──────── PROVIDED MATERIAL ────────
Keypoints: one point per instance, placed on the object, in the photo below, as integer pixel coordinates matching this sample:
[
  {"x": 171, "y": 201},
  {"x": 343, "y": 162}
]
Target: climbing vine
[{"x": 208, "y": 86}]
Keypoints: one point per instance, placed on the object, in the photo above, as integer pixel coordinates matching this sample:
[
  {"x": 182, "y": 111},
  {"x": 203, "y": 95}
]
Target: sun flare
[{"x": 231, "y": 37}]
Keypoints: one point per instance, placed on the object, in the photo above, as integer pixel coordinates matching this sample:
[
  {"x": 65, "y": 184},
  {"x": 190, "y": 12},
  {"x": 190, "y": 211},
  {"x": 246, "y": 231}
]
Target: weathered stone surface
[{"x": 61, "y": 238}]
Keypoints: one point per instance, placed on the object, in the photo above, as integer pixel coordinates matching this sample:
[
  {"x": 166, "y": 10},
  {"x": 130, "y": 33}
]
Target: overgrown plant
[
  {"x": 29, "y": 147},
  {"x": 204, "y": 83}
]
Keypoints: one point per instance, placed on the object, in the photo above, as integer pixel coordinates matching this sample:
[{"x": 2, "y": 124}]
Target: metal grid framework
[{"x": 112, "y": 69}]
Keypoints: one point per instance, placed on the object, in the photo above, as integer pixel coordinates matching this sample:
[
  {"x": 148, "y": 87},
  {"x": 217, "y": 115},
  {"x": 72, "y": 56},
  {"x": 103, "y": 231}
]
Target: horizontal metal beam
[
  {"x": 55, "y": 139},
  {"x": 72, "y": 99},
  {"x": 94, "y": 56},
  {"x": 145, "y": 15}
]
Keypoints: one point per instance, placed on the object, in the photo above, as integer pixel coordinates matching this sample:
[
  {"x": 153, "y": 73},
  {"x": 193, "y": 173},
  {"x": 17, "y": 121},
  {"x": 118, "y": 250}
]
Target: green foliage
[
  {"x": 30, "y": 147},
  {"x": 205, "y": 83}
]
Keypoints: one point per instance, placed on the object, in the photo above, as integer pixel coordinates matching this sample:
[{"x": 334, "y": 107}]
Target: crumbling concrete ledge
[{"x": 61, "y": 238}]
────────
WHAT IS BEING ASKED
Retype the data in full and match it exactly.

RESULT FOR THIS EXERCISE
Keypoints: one point per instance, placed on the object, in the photo below, as integer pixel coordinates matching this sample:
[
  {"x": 171, "y": 201},
  {"x": 343, "y": 162}
]
Target: climbing vine
[{"x": 208, "y": 86}]
Keypoints: one point per instance, placed on the object, in the photo above, as integer pixel coordinates matching this sample:
[
  {"x": 182, "y": 111},
  {"x": 203, "y": 95}
]
Target: sun flare
[{"x": 231, "y": 37}]
Keypoints: one point per instance, placed on the object, in the photo above, as integer pixel coordinates matching this sample:
[
  {"x": 65, "y": 184},
  {"x": 190, "y": 12},
  {"x": 190, "y": 211},
  {"x": 246, "y": 231}
]
Target: weathered stone surface
[{"x": 61, "y": 238}]
Keypoints: one point per instance, placed on the object, in the photo above, as integer pixel coordinates matching this sample:
[
  {"x": 166, "y": 10},
  {"x": 130, "y": 33}
]
Target: overgrown plant
[
  {"x": 29, "y": 147},
  {"x": 204, "y": 83}
]
Keypoints: one point per instance, placed on the object, in the photo above, as integer pixel coordinates matching this sample:
[{"x": 2, "y": 124}]
Target: metal grid framework
[{"x": 112, "y": 69}]
Keypoints: one point per instance, placed on the object, in the photo above, as integer pixel coordinates matching this sample:
[
  {"x": 148, "y": 87},
  {"x": 217, "y": 115},
  {"x": 72, "y": 56},
  {"x": 103, "y": 231}
]
Target: horizontal metal beam
[
  {"x": 55, "y": 139},
  {"x": 72, "y": 99},
  {"x": 94, "y": 56},
  {"x": 145, "y": 15}
]
Keypoints: one point per instance, placed on the object, in the photo above, as integer pixel coordinates matching this sample:
[
  {"x": 153, "y": 73},
  {"x": 193, "y": 173},
  {"x": 17, "y": 121},
  {"x": 118, "y": 250}
]
Target: green foliage
[
  {"x": 30, "y": 147},
  {"x": 205, "y": 83}
]
Keypoints: one point per instance, placed on the object, in the photo above, as integer pixel coordinates matching this sample:
[{"x": 334, "y": 107}]
Target: crumbling concrete ledge
[{"x": 61, "y": 238}]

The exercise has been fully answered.